## What this task involves
Copy all of the data below word for word, leaving out the pictures.

Excerpts of bounding box data
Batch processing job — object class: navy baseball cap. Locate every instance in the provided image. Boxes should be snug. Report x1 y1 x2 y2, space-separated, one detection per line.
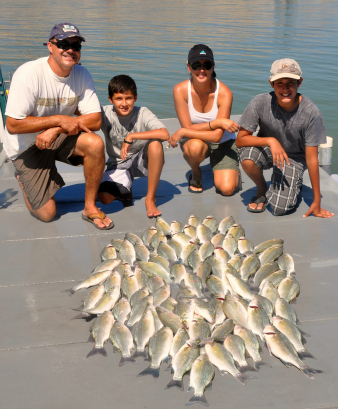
43 23 86 45
188 44 214 64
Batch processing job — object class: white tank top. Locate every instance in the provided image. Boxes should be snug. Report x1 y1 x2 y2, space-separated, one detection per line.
188 79 236 143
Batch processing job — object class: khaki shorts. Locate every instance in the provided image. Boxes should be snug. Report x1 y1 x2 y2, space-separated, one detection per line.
179 137 239 172
12 134 83 210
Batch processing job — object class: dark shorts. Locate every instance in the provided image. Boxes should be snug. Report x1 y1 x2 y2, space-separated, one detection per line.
239 146 304 216
98 139 164 198
12 134 83 210
179 137 239 171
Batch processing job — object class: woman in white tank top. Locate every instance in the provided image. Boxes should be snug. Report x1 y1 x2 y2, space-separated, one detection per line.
169 44 239 196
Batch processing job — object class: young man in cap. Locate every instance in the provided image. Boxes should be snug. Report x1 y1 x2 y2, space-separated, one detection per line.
4 23 114 230
236 58 334 217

## Task result
Batch processing job — object class: navy baseball cap. Locate every instance in the provided image. Boxes should be snug. Report x1 y1 x2 y2, space-separated, one detection per line.
43 23 86 45
188 44 214 64
Batch processing job — object class: white tank top. Locate every instance in the provided image. Boxes should be snug. Report x1 y1 x2 y2, space-separated, one detection per line.
188 79 236 143
Batch processing job — object class: khaki shorts. Locate every instance in the provided image. Boxes should be snug. Report x1 y1 x2 y2, space-separated, one detection per line.
179 137 239 172
12 134 83 210
Batch processing job — object class: dark shorts. Locate every instance in the provided image. Boxes should be snug. Report x1 y1 x2 y2, space-separated, one detection per line.
239 146 304 216
98 139 164 198
12 134 83 210
179 137 239 171
Batch processing job — object class: woman in white tank top. Locate every instance in the provided image. Boxes should be snug. Report x1 y1 x2 y2, space-separated, one detection per line.
169 44 239 196
Batch processing job — object class: young man in cap. Locate every instance in the provided image. Boxes should be snug. Report x1 y1 x2 y2, space-separated, one detection per line.
4 23 114 230
236 58 334 217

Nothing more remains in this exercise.